What is being asked: Starting at the line that contains "on the green" and ending with the last line of the records, put each line into a numbered list, including both ends and leaving out any blank lines.

Provided data:
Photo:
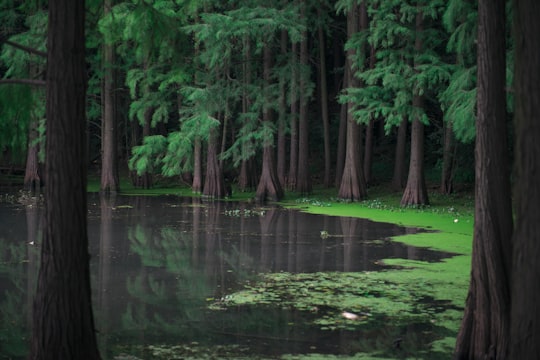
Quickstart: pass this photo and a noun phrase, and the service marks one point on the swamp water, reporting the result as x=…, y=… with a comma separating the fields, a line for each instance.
x=179, y=278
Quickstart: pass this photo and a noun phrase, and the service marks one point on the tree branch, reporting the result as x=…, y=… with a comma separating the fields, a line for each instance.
x=24, y=81
x=26, y=48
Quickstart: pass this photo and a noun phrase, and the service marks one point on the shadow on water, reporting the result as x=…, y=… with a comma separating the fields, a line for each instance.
x=158, y=262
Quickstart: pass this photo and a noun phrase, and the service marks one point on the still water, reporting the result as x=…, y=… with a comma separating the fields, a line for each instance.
x=158, y=262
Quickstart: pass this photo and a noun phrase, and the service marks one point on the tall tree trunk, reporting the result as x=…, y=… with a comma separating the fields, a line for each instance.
x=293, y=150
x=398, y=179
x=484, y=332
x=32, y=178
x=303, y=181
x=353, y=186
x=63, y=324
x=449, y=148
x=109, y=127
x=269, y=187
x=214, y=185
x=324, y=102
x=247, y=179
x=342, y=133
x=281, y=140
x=197, y=184
x=368, y=149
x=415, y=191
x=32, y=173
x=145, y=180
x=525, y=315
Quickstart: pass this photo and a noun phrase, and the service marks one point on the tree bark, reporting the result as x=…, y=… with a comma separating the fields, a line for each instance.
x=63, y=324
x=368, y=151
x=449, y=146
x=269, y=187
x=197, y=184
x=214, y=186
x=324, y=102
x=32, y=178
x=415, y=191
x=484, y=332
x=109, y=126
x=525, y=314
x=353, y=186
x=293, y=151
x=399, y=159
x=303, y=181
x=342, y=134
x=281, y=140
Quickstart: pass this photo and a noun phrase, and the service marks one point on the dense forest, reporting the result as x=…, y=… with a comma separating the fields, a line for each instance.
x=270, y=96
x=277, y=96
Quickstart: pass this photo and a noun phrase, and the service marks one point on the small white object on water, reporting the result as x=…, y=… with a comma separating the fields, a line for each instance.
x=349, y=316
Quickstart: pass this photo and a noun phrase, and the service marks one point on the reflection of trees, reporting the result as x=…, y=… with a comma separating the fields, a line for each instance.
x=170, y=288
x=104, y=285
x=18, y=270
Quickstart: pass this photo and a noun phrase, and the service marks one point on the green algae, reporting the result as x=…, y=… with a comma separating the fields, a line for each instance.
x=411, y=292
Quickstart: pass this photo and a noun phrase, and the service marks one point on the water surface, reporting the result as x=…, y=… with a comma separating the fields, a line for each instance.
x=158, y=262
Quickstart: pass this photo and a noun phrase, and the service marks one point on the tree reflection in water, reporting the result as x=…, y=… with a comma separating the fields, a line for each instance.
x=158, y=262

Exercise solution:
1. Quickstart: pass this photo and a noun phrase, and the service marks one point on the green algae, reporting the result as x=…, y=… with a comma separating the fields, a line for each instance.
2. x=411, y=292
3. Quickstart: pass this photo and a noun phrase, and the service marks one point on the water surface, reporting the result as x=…, y=… with a comma separating the fields, a line for each instance.
4. x=158, y=262
5. Quickstart: pass this photo and a noun phrase, and the service marks one point on the tree reflection in water, reporting the result as x=…, y=… with a comma separating the fields, a line for each instance.
6. x=158, y=262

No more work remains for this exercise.